[Start Data for the task]
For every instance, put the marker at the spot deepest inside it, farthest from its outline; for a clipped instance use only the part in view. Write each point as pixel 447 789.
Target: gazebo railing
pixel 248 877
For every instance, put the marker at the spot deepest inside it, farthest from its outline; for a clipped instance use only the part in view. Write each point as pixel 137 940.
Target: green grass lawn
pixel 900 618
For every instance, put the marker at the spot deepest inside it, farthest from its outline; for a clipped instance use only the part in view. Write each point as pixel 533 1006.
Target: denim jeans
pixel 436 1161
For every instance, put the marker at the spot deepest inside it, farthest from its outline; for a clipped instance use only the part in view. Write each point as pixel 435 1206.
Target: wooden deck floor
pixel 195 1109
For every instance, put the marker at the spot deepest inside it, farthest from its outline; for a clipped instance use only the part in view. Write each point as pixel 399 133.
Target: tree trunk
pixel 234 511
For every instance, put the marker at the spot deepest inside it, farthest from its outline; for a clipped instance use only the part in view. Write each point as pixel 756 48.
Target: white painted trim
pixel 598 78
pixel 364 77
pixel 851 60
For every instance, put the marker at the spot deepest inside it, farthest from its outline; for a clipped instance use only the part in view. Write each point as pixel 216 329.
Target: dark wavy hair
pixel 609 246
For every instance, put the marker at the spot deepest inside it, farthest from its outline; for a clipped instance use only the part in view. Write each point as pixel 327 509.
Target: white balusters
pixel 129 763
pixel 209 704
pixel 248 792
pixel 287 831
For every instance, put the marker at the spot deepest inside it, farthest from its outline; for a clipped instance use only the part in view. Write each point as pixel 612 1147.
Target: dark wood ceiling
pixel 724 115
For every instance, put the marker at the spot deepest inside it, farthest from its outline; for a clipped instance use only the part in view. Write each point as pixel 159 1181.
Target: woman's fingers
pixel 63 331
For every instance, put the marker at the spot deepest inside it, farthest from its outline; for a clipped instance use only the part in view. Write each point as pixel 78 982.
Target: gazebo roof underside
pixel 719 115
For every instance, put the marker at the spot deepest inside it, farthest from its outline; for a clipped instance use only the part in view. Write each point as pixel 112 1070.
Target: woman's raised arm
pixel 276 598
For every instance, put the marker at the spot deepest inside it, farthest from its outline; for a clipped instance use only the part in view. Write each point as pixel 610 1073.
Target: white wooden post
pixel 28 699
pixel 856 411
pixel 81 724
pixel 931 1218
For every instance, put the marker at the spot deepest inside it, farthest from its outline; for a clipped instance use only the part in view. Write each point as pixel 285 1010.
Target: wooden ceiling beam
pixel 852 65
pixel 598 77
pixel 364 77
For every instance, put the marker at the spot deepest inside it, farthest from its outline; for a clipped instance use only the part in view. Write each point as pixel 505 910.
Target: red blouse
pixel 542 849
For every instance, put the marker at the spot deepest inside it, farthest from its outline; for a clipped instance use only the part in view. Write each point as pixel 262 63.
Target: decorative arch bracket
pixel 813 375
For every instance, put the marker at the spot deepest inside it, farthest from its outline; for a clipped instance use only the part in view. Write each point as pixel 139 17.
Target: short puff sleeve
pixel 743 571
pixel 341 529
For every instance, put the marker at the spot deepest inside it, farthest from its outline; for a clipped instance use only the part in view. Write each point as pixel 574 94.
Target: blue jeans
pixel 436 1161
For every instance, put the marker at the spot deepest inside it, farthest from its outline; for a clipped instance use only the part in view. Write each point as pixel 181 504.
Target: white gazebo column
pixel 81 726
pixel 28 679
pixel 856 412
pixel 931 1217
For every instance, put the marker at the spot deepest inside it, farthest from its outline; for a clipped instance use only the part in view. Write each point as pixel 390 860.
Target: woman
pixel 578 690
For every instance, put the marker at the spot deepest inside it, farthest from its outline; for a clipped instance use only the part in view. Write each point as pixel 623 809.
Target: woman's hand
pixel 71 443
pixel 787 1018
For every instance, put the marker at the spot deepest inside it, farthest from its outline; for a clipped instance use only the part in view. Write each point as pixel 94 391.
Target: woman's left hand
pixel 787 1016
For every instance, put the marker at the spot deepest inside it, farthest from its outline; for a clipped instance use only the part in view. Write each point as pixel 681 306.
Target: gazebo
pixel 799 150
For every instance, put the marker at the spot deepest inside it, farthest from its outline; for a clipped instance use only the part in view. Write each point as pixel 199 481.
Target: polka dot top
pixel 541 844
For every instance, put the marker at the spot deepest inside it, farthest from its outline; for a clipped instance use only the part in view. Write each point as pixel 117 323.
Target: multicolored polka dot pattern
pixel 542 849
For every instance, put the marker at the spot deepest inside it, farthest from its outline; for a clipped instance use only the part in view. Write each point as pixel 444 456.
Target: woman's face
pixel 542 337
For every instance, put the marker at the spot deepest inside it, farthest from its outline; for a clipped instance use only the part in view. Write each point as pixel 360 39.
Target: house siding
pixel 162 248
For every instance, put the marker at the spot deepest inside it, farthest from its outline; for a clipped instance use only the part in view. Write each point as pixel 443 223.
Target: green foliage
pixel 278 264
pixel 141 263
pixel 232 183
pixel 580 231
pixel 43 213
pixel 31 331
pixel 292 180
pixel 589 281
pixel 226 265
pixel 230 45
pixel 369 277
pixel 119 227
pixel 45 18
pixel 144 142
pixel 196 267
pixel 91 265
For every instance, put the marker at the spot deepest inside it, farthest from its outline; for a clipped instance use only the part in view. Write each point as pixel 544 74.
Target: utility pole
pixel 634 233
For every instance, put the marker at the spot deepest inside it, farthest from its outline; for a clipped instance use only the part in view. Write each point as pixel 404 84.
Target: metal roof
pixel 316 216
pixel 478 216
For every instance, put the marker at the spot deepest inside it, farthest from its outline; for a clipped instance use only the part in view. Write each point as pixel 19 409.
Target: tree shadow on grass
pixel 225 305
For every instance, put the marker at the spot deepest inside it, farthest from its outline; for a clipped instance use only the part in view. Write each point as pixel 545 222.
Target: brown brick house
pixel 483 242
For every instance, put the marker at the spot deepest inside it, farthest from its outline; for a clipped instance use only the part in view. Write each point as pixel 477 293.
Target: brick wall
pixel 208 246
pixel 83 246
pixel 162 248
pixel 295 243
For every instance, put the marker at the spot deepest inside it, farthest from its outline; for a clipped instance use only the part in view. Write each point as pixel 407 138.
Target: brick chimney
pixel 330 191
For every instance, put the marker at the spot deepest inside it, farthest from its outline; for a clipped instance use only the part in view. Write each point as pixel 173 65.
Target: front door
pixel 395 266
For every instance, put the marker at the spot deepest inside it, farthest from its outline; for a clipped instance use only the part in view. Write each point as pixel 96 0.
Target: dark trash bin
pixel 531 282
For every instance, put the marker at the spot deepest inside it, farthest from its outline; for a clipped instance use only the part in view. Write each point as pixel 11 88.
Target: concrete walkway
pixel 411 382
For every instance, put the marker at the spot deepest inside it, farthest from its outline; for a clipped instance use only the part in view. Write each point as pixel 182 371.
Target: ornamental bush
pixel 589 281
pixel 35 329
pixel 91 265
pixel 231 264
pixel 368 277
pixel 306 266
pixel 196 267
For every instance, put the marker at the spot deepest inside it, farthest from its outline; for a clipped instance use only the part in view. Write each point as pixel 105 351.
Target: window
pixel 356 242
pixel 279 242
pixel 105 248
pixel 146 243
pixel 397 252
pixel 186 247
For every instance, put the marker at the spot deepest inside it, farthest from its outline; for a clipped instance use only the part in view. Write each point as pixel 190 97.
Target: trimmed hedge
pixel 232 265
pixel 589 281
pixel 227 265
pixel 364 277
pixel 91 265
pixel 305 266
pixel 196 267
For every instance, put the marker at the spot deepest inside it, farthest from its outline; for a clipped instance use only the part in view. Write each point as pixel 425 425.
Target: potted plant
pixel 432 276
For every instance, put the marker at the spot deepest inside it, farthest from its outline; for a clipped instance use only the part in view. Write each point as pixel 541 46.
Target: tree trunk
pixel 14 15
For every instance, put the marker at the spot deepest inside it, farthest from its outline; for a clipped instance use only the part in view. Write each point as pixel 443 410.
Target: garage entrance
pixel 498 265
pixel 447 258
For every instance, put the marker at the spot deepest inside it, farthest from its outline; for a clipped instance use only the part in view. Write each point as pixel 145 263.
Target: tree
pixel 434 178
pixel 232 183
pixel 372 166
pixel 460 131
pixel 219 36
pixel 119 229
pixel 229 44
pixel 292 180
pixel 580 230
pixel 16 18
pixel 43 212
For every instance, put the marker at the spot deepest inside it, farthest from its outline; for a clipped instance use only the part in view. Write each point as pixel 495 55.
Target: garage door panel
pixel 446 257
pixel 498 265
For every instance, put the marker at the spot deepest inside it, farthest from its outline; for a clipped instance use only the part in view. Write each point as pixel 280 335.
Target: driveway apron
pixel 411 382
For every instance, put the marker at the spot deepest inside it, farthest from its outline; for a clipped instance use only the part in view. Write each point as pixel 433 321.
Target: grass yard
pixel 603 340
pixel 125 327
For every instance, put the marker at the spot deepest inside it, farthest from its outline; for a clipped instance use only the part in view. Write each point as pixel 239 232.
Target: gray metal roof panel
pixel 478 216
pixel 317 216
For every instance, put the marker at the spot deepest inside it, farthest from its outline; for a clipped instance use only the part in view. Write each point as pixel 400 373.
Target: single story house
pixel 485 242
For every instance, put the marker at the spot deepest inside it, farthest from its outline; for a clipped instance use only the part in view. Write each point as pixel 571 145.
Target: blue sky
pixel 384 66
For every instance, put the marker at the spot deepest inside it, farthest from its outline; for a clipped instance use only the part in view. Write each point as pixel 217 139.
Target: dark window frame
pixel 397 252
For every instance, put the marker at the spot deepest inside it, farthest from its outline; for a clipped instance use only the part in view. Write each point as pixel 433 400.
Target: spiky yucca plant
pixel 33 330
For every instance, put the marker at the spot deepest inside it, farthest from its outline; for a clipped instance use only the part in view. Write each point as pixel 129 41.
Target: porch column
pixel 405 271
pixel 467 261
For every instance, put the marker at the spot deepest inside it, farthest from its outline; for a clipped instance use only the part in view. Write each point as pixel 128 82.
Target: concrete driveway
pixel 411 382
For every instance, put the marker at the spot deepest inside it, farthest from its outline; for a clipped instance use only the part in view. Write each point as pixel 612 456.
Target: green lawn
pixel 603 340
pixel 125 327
[End Data for the task]
## Exercise brief
Copy the lines of the records above exactly, starting at the line that contains "pixel 145 263." and ending at the line that contains "pixel 219 36", with both of those lines included.

## Finished exercise
For every instance, put the marker at the spot deepest inside it, farthest from its outline; for a clipped instance use only the part in view. Write each point as pixel 145 263.
Target: tree
pixel 434 178
pixel 232 183
pixel 372 166
pixel 460 131
pixel 219 36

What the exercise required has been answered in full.